# What is required
Output the lines from the start of the records through the line containing "Outlines of the" as a JSON list of strings, one string per line, leaving out blank lines.

** Start Recorded information **

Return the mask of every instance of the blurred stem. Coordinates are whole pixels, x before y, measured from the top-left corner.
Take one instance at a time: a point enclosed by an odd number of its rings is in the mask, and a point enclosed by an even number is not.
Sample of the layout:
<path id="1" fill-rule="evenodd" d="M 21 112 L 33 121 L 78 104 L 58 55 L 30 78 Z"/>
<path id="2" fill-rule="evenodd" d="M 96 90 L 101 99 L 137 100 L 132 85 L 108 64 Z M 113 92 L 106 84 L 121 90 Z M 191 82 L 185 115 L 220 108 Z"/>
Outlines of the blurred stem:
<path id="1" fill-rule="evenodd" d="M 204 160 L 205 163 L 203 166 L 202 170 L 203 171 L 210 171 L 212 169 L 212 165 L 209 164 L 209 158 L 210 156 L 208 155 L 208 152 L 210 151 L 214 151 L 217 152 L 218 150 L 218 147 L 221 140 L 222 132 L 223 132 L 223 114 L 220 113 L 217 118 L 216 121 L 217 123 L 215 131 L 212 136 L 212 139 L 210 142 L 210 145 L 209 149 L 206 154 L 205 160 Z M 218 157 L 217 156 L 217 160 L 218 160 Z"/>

** End Recorded information **

# Solution
[
  "Return the mask of every instance of the blurred stem. Coordinates are whole pixels, x before y, measured from the top-left corner.",
  "Take one instance at a time: a point enclosed by an odd number of its rings is in the mask, and a point enclosed by an even number is not.",
  "Sample of the layout:",
  "<path id=\"1\" fill-rule=\"evenodd\" d=\"M 21 112 L 33 121 L 78 104 L 58 55 L 30 78 Z\"/>",
  "<path id=\"2\" fill-rule=\"evenodd\" d=\"M 96 90 L 101 99 L 137 100 L 132 85 L 108 64 Z M 113 92 L 106 84 L 121 90 Z M 191 82 L 185 115 L 220 108 Z\"/>",
  "Outlines of the blurred stem:"
]